>> start Records for this exercise
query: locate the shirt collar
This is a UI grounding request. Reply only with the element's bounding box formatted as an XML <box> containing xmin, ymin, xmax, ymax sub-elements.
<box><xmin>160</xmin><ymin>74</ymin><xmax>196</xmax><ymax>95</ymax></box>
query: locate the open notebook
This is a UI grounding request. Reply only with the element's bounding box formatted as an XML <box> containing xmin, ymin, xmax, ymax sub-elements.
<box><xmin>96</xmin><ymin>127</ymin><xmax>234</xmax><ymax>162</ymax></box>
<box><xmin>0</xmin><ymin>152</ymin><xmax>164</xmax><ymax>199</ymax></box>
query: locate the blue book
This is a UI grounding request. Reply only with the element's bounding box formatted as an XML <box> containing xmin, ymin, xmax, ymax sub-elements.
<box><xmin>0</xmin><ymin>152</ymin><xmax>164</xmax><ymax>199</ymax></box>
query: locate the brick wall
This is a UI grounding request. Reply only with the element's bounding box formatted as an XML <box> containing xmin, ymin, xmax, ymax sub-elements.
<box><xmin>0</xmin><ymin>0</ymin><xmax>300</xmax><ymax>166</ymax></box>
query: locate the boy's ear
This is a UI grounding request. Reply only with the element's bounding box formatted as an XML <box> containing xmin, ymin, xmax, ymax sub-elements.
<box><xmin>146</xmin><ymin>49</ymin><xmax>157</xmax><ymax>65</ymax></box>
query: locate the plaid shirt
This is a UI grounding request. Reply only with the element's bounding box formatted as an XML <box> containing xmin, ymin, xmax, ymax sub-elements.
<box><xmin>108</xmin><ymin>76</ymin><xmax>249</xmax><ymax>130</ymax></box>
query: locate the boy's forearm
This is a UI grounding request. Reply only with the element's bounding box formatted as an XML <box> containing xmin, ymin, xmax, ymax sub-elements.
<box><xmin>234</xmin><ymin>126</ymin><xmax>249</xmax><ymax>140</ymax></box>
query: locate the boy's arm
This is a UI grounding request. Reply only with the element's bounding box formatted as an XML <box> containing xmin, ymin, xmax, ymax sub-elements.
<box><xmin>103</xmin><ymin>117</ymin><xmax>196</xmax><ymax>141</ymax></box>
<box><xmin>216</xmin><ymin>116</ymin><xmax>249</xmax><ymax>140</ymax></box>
>> end Records for this exercise
Given task =>
Rescale the entries from the line holding "query: locate the blue book" through the last line, both included: write each of those lines out again, requests too, with every box coordinate in the answers multiplied by 1.35 and rounded to a whole number (halves round up). Leave the numbers in the requests and their format samples unchanged.

Solution for this exercise =>
query: locate the blue book
This is a UI grounding request. Reply only with the element's bounding box formatted as an XML <box> containing xmin, ymin, xmax, ymax sub-elements.
<box><xmin>0</xmin><ymin>205</ymin><xmax>221</xmax><ymax>269</ymax></box>
query: locate the brick wall
This is a UI grounding request. Reply only with the element's bounding box formatted as an XML <box> containing xmin, ymin, xmax, ymax sub-elements.
<box><xmin>0</xmin><ymin>0</ymin><xmax>405</xmax><ymax>224</ymax></box>
query: locate the boy's ear
This is a UI grounding request. Reply only with the element's bounding box formatted as an XML <box> containing xmin, ymin, xmax, ymax sub-elements.
<box><xmin>197</xmin><ymin>66</ymin><xmax>212</xmax><ymax>88</ymax></box>
query: locate the plaid shirt
This is a UI grounding request. Reply only with the element's bounding box formatted as an XML <box> containing xmin, ymin, xmax, ymax sub-elements.
<box><xmin>146</xmin><ymin>103</ymin><xmax>336</xmax><ymax>176</ymax></box>
query: locate the boy's forearm
This is a UI grounding request. Reply only with the element's bounding box formatted as an XML <box> containing xmin, ymin, xmax, ymax sub-elements.
<box><xmin>316</xmin><ymin>170</ymin><xmax>336</xmax><ymax>189</ymax></box>
query: locate the boy's arm
This is a UI grounding request. Reply only with the element's bounding box formatted as an XML <box> containing xmin, ymin, xmax, ymax sub-elements.
<box><xmin>139</xmin><ymin>158</ymin><xmax>265</xmax><ymax>190</ymax></box>
<box><xmin>292</xmin><ymin>157</ymin><xmax>336</xmax><ymax>189</ymax></box>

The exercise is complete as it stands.